WHAT YOU NEED TO DO: Copy the text lines of the material below word for word, leaving out the pictures.

+++ MATERIAL PROVIDED +++

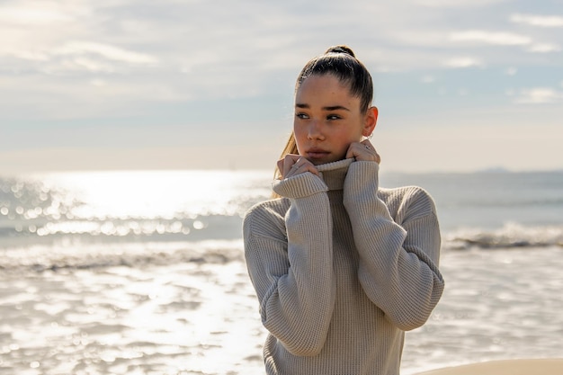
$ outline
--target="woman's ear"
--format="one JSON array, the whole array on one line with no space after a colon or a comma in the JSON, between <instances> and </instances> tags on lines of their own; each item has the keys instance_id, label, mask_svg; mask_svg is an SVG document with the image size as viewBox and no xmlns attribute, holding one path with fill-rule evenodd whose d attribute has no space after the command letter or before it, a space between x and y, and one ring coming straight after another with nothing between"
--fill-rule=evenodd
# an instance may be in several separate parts
<instances>
[{"instance_id":1,"label":"woman's ear","mask_svg":"<svg viewBox=\"0 0 563 375\"><path fill-rule=\"evenodd\" d=\"M378 122L379 111L377 107L370 107L365 114L365 121L362 134L364 137L370 137Z\"/></svg>"}]
</instances>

+++

EXERCISE SOLUTION:
$ outline
--target="woman's ear"
--format="one JSON array, the whole array on one line with no space after a colon or a comma in the JSON, between <instances> and </instances> tags on lines of their own; each item has the keys instance_id, label, mask_svg; mask_svg is an SVG document with the image size as viewBox and no xmlns attribute, holding one path with fill-rule evenodd whose d attribute has no space after the command letter or before it, a space between x and y, and one ring coming straight after another with nothing between"
--fill-rule=evenodd
# an instance may be in several separate parts
<instances>
[{"instance_id":1,"label":"woman's ear","mask_svg":"<svg viewBox=\"0 0 563 375\"><path fill-rule=\"evenodd\" d=\"M378 122L379 111L377 107L370 107L365 114L365 121L362 134L364 137L370 137Z\"/></svg>"}]
</instances>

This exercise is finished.